_Given problem_
Rewrite the data below so that every "even-odd rule" becomes "nonzero winding rule", keeping everything else the same.

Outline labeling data
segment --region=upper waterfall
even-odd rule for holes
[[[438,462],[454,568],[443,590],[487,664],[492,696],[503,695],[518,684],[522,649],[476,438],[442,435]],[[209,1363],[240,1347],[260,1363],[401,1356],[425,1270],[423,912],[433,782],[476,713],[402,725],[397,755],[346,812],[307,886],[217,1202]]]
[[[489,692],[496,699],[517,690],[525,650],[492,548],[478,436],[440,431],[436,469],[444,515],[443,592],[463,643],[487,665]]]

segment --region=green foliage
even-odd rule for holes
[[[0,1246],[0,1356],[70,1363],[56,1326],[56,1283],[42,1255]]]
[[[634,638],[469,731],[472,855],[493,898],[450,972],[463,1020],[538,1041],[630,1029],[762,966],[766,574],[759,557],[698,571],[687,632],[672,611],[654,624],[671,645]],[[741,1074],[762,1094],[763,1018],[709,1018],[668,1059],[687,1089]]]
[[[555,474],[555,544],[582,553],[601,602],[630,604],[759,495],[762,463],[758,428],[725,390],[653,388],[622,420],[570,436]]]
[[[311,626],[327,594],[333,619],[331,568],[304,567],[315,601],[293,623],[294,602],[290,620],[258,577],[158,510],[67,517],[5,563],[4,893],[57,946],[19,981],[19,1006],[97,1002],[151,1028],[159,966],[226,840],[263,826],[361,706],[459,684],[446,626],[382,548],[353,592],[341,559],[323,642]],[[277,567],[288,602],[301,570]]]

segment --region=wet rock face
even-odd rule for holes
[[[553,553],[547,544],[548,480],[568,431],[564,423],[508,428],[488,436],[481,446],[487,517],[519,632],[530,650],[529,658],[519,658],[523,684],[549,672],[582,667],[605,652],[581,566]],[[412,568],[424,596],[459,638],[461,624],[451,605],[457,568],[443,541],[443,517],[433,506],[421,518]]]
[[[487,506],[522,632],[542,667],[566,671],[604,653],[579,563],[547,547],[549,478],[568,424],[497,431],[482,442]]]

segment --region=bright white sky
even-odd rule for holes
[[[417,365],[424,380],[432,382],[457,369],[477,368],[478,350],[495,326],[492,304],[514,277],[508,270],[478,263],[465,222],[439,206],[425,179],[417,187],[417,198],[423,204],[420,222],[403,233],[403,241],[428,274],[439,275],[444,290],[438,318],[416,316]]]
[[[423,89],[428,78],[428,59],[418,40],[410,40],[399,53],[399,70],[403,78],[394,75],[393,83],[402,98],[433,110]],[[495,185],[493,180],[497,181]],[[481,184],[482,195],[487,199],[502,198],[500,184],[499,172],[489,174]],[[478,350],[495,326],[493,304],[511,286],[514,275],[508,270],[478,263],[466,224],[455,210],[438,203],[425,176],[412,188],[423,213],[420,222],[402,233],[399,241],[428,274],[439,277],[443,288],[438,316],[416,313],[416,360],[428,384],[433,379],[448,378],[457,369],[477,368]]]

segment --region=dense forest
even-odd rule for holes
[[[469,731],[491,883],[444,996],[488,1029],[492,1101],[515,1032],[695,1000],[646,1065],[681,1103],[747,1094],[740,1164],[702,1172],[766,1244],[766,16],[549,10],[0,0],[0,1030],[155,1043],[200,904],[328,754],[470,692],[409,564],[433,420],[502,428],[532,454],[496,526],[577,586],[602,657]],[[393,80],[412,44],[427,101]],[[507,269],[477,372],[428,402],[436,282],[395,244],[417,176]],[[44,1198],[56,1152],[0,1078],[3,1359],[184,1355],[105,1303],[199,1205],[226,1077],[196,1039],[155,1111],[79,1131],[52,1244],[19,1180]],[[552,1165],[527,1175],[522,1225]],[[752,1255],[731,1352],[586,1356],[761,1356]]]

_Response to this task_
segment --region=upper waterfall
nonzero winding rule for holes
[[[438,462],[454,568],[443,590],[487,664],[492,696],[503,695],[518,684],[522,649],[476,438],[442,435]],[[209,1363],[240,1347],[260,1363],[401,1356],[425,1270],[423,912],[433,782],[476,713],[402,725],[397,755],[346,812],[307,886],[217,1202]]]
[[[489,692],[496,699],[517,690],[525,650],[492,548],[478,436],[440,431],[436,469],[444,515],[443,592],[463,643],[487,665]]]

segment --region=green foliage
nonzero winding rule for holes
[[[0,1246],[0,1356],[70,1363],[56,1326],[56,1283],[42,1255]]]
[[[634,638],[469,731],[472,855],[493,898],[450,972],[463,1020],[538,1041],[630,1029],[762,966],[766,574],[759,557],[698,571],[687,632],[672,611],[654,624],[671,645]],[[741,1074],[762,1094],[763,1018],[709,1018],[668,1059],[687,1089]]]
[[[555,474],[555,544],[582,553],[601,602],[630,604],[759,495],[762,463],[758,428],[725,390],[653,388],[622,420],[570,436]]]
[[[311,626],[327,594],[333,619],[331,568],[304,567],[315,601],[293,623],[294,602],[290,620],[258,577],[158,510],[67,517],[5,563],[4,893],[57,946],[19,981],[19,1006],[97,1002],[151,1028],[159,966],[226,840],[263,826],[361,706],[459,684],[446,626],[382,548],[353,592],[341,559],[323,642]],[[277,567],[288,602],[301,570]]]

segment --region=wet rock face
nonzero winding rule for holes
[[[553,553],[547,544],[548,480],[568,431],[564,423],[508,428],[488,436],[481,446],[487,517],[519,632],[530,650],[529,658],[519,658],[523,684],[549,672],[582,667],[605,652],[581,566]],[[412,568],[424,596],[459,638],[461,624],[451,605],[457,568],[443,541],[443,517],[433,506],[421,518]]]
[[[487,506],[522,632],[542,667],[566,671],[604,653],[579,563],[547,547],[549,478],[568,424],[497,431],[482,442]]]

segment --region=bright white sky
nonzero winding rule for holes
[[[417,365],[424,380],[432,382],[457,369],[477,368],[478,350],[495,326],[492,304],[514,277],[508,270],[478,263],[465,222],[439,206],[425,179],[417,187],[417,198],[423,204],[420,222],[403,233],[403,241],[428,274],[439,275],[444,290],[438,318],[416,316]]]
[[[423,89],[428,78],[428,59],[418,40],[410,40],[399,53],[399,70],[403,78],[394,75],[393,83],[402,98],[433,110]],[[495,185],[493,180],[497,181]],[[481,184],[482,195],[487,199],[502,198],[500,184],[499,172],[489,174]],[[478,350],[495,326],[493,304],[511,286],[514,275],[508,270],[478,263],[466,224],[455,210],[438,203],[425,176],[412,188],[423,213],[420,222],[402,233],[399,241],[428,274],[439,277],[443,288],[438,316],[416,313],[416,360],[428,384],[433,379],[448,378],[457,369],[477,368]]]

segment --region=dense forest
nonzero winding rule for holes
[[[469,731],[491,883],[444,996],[488,1029],[492,1101],[515,1032],[695,1000],[646,1065],[681,1103],[747,1094],[740,1164],[702,1172],[766,1244],[766,16],[549,10],[0,0],[0,1030],[155,1043],[200,904],[328,754],[470,692],[409,564],[433,420],[502,428],[532,454],[496,526],[577,586],[602,657]],[[393,80],[412,44],[427,101]],[[507,269],[477,372],[428,402],[436,282],[395,244],[417,176]],[[44,1198],[56,1152],[0,1078],[3,1359],[184,1355],[105,1303],[199,1205],[226,1077],[196,1039],[155,1111],[79,1131],[52,1244],[19,1180]],[[552,1165],[527,1175],[522,1225]],[[752,1255],[731,1352],[586,1356],[761,1356]]]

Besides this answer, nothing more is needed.